**Page text:**
Wittgenstein said to Maurice Drury, who had been one of his students at
Cambridge, "those dealing with mathematical logic in red – and all
students of philosophy should read them; those dealing with ethics and
politics in blue – and no one should be allowed to read them." (Recollections of Wittgenstein
by Hermine Wittgenstein, Fania Pascal, F.R. Leavis, John King, M. O'C.
Drury, Oxford and New York: Oxford University Press, 1984, p. 112) From about 1927 to 1938 Russell lived by lecturing and writing
on a huge range of popular subjects. In 1927 he gave a lecture, 'Why I
am not a Christian', in which he stated: "The whole conception of
God is a conception derived from the ancient Oriental despotisms. It is
a conception quite unworthy of free men." (Why I Am Not a Christian and Other Essays on Religion and Related Subjects by Bertrand Russell, London: Allen & Unwin, 1975, p. 26) Russell' views were attacked
by T.S. Eliot in his journal The Monthly Criterion. Eliot
wrote that "Atheism is often merely a variety of Christianity," and
Russell's "Non-Christianity is merely a variety of Low Church
sentiment. That is why his pamphlet is a curious, and a pathetic, document." (A History of Atheism in Britain: From Hobbes to Russell by David Berman, London and New York: Routledge, 2013, p. 232) Russell pursued his philosophical work in The Analysis of Mind (1921) and The Analysis of Matter (1927). Between the years 1920 and 1921 he was professor at Peking, and in 1927 he started with his former student and second wife Dora Black a progressive school at Beacon Hill, on the Sussex Downs. In On Education (1926) Russell called for an education that would liberate the child from unthinking obedience to parental and religious authority. The experiment at Beacon Hill lasted for five years and gave material to the book Education and the Social Order
(1932). In 1936 Russell married Patricia Spence, who had been
his research assistant on his political history Freedom and Organization (1934). In 1938 he
moved to the United States, returning to academic philosophical work. He was a visiting
professor at the University of California at Los Angeles, and in 1940 he was appointed
Professor of Philosophy at the College of the City of New York. The appointment was revoked
and he was barred from teaching basically because of his libertarian opinions. Judge McGeehan
declared: "Considering Dr Russell's principles, with reference to the Penal Law of
the State of New York, it appears that not only would the morals of the students be undermined,
but his doctrines would tend to bring them, and in some cases their parents and guardians, in
conflict with the Penal Law, and accordingly this court intervenes." (quoted in Why I Am Not a Christian: And Other Essays on Religion and Related Subjects by Bertrand Russell, with a new preface by Simon Blackburn, London and New York: Routledge, p. 194) The judge also tried to hint that Russell promoted the
practice of masturbation, in which he referred to Russell's book entitled Education and the Good Life
(1926). From California Russell went to Harvard, where his lectures proceeded without incidents. An appointment from the Barnes Foundation near Philadelphia gave Russell an opportunity to write one of his most popular works, A History of Western Philosophy (1945). Its success permanently ended his financial difficulties and earned him the Nobel Prize. In 1944 Russell returned to Cambridge as a Fellow of his old college, Trinity. During WW II Russell abandoned his pacifism, but in the final decades of his life he became the leading figure in the antinuclear weapons movement. From 1950 to his death Russell was extremely active in political campaigning. He established the Bertrand Russell Peace Foundation in 1964, supported the Jews in Russia and the Arabs in Palestine and condemned the Vietnam War. In his family life Russell had his own tragedies: his son John and his granddaughters Sarah and Lucy suffered from schizophrenia. Russell turned over the care of John to his mother Dora. Lucy killed herself five years after Russell's death. An anecdote tells that when Russell was asked would he be prepared to
die for his beliefs, he replied: "Of course not. After all, I may be
wrong." (The Wordsworth Book of Literary Anecdotes by Robert Hendrickson, Ware: Wordsworth Editions, 1997, p. 224) Always maintaining his ability to cause debate, Russell was imprisoned in
1961 with his fourth and final wife Edith Finch for taking part in a
demonstration in Whitehall. The sentence was reduced on medical grounds
to seven days in Brixton Prison. His last years Russell spent in North
Wales. Russell's later works include Human Knowledge: Its Scope and Limits (1948), two collections of sardonic fables, Satan in the Suburbs and Other Stories (1953) and Nightmares of Eminent Persons and Other Stories (1954), and The Autobiography of Bertrand Russell
(3 vols., 1967-69), in which he stated in the 'Prologue:' "Three passions, simple but
overwhelmingly strong, have governed my life: the longing for love, the
search for knowledge, and unbearable pity for the suffering of mankind." Bertrand Russell died of influenza on February 2, 1970.

Dataset entries:
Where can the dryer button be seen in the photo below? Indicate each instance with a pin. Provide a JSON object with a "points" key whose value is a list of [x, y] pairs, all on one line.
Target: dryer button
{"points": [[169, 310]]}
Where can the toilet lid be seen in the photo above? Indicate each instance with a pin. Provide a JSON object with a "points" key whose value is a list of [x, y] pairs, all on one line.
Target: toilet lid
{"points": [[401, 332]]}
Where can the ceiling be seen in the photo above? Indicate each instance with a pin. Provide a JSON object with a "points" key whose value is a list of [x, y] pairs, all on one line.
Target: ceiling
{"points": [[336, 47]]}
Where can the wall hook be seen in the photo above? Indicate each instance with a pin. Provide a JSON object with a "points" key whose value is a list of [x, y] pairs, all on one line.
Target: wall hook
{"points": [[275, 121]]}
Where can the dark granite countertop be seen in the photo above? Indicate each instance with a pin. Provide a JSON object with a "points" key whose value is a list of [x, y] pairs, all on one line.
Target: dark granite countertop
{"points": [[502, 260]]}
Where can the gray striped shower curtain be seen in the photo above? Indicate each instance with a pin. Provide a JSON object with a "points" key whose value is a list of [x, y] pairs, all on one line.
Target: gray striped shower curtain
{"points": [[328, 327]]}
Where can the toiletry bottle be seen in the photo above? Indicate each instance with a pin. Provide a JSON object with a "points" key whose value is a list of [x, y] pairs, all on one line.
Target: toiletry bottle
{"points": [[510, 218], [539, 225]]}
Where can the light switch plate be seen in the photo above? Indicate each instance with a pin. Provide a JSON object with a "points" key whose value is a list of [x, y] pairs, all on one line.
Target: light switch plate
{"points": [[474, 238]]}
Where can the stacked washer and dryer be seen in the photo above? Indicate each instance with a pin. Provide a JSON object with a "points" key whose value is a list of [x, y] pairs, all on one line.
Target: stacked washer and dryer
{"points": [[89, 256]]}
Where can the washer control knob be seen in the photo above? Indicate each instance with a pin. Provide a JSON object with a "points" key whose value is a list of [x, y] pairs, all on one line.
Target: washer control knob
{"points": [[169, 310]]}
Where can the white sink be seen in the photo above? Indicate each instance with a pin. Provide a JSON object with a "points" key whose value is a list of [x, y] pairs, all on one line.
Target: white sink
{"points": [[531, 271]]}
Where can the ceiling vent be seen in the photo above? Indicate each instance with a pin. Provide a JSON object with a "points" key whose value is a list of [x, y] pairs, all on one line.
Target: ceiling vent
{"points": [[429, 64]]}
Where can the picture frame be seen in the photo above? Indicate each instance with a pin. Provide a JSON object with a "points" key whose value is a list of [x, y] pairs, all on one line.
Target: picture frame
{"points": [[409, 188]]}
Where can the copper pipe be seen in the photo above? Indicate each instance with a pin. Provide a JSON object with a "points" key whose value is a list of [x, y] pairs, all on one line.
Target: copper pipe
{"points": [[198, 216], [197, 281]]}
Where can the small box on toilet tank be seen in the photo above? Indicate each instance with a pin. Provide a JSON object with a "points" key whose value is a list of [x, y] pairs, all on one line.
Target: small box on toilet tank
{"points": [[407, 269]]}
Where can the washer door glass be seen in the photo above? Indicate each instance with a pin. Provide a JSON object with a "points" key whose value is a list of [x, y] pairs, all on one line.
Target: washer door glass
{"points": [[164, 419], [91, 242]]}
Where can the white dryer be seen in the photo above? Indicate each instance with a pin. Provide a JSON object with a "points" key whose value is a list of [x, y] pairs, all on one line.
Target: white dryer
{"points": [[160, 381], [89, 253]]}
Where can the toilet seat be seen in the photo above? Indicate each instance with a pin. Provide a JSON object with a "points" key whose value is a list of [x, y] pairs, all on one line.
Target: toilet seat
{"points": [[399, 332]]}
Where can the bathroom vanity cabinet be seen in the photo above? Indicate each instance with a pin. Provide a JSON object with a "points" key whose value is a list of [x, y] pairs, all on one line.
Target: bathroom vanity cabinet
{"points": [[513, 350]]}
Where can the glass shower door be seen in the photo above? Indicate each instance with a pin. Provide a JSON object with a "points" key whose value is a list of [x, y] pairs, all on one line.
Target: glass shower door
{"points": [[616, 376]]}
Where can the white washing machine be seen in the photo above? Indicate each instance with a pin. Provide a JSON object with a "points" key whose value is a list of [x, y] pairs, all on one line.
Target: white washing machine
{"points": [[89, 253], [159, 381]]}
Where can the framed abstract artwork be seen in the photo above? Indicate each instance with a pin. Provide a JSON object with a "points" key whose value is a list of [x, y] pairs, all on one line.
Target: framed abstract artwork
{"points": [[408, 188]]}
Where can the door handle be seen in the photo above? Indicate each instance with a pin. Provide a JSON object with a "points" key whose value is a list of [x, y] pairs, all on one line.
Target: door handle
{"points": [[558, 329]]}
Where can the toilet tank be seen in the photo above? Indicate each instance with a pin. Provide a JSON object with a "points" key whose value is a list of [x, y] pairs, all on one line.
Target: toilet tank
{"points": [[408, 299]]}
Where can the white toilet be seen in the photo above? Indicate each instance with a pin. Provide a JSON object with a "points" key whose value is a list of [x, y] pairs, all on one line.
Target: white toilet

**What you will do:**
In one to three sentences, state why the text about Russell says his 1940 appointment at the College of the City of New York was revoked, including the reason Judge McGeehan gave. Rely on the text about Russell alone.

**Solution for this exercise:**
The appointment was revoked, and Russell was barred from teaching, basically because of his libertarian opinions. Judge McGeehan declared that Russell's principles would undermine the students' morals. He added that Russell's doctrines would bring the students, and in some cases their parents and guardians, into conflict with the Penal Law of the State of New York, so the court intervened.